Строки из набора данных
◇ ◇ ◇ ◇ ◇ ◇ ◇
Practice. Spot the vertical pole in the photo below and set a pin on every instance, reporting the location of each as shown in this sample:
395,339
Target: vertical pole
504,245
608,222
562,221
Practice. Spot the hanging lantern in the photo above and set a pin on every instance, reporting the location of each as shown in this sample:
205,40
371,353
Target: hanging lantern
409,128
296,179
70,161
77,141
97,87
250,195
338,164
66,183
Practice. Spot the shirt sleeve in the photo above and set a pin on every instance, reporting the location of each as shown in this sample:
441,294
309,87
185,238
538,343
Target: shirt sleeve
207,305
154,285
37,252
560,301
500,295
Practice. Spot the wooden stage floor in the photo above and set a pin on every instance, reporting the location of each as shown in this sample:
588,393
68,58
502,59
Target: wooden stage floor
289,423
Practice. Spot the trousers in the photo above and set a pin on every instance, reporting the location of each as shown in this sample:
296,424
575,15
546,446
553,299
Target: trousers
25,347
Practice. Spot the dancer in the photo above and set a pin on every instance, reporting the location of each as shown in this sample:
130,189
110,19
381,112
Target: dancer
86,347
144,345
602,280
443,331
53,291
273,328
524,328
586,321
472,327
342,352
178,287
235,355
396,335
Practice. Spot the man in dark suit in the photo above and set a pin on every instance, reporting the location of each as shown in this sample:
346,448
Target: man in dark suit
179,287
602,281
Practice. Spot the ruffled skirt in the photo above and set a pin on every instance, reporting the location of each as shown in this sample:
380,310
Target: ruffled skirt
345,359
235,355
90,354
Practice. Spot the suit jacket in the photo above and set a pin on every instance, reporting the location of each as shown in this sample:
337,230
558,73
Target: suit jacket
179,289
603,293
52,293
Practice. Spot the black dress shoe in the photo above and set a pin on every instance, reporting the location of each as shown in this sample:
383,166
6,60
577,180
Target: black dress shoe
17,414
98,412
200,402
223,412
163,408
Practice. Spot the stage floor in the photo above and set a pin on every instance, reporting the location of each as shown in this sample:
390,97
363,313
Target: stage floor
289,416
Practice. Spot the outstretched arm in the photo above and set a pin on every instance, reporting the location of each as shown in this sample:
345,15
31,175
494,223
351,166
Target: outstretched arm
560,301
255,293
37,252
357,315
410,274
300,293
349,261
◇ ◇ ◇ ◇ ◇ ◇ ◇
Перепишите все пункты выше, заменив «Practice» на «Exercise». Остальной текст оставьте без изменений.

Exercise. Spot the vertical pole in the photo below and set a pin on every instance, reporting the location of each as shown in this sample:
395,339
Target: vertical pole
504,245
608,222
562,221
Exercise. Spot the hanging lantern in the photo above and set a pin on every instance, reporting the location of each as shown in this sample:
205,40
371,353
Target: hanging lantern
409,128
296,179
70,161
77,141
97,87
250,195
338,164
66,183
Exercise. Spot the shirt sleeve in the photo above and set a pin on every instance, reporting the location of each as shown in this sample:
441,294
309,87
185,238
538,343
Target: shirt sleeve
207,305
154,285
37,252
560,301
500,295
Exercise. Spot the wooden stage floor in the photo above and set a pin on every instance, reporting the location of each as shown in this sample:
588,393
68,58
502,59
Target: wooden stage floor
289,423
Exercise. Spot the trousers in the photo above and set a pin on every instance, reporting the location of each as shown in this sample:
296,424
575,15
546,446
553,299
Target: trousers
25,347
Exercise. Spot the dancer in the photo above and set a pin on every instance, reporting the location of each as shown in this sample:
130,189
110,19
381,112
Target: dancer
86,347
144,345
602,280
443,331
53,291
273,328
524,328
586,321
472,327
342,352
178,287
235,355
396,335
Exercise. Spot the man in dark suit in the photo above and set a pin on every instance, reporting the location of each as shown in this sample:
346,448
Target: man in dark suit
179,287
602,281
Exercise. Spot the ruffled skirt in the photo above and set a pin on every instance, reporting the location of each as shown in this sample:
380,310
Target: ruffled skirt
345,359
235,355
90,354
Exercise. Spot the suit jacket in the photo above and set a pin on every instance, reporting the location of each as shown in this sample:
337,230
558,73
Target: suit jacket
179,289
603,293
52,293
Exercise. Spot the black dress shoe in the photo above and set a pin on every instance, reporting the location of each as shown in this sample:
383,166
6,60
577,180
Target: black dress shoe
17,414
98,412
200,402
223,412
163,408
Exercise. Spot the stage floor in the photo above and set a pin on every instance, reporting the location of each as shown in this sample:
390,97
363,313
Target: stage floor
289,416
Exercise. Spot the outstretched arm in the photo above and set a pin on every instance, reporting the location of each as shown in this sample:
345,15
31,175
494,223
351,166
Target: outstretched arm
560,301
255,293
37,252
357,315
410,274
300,293
349,261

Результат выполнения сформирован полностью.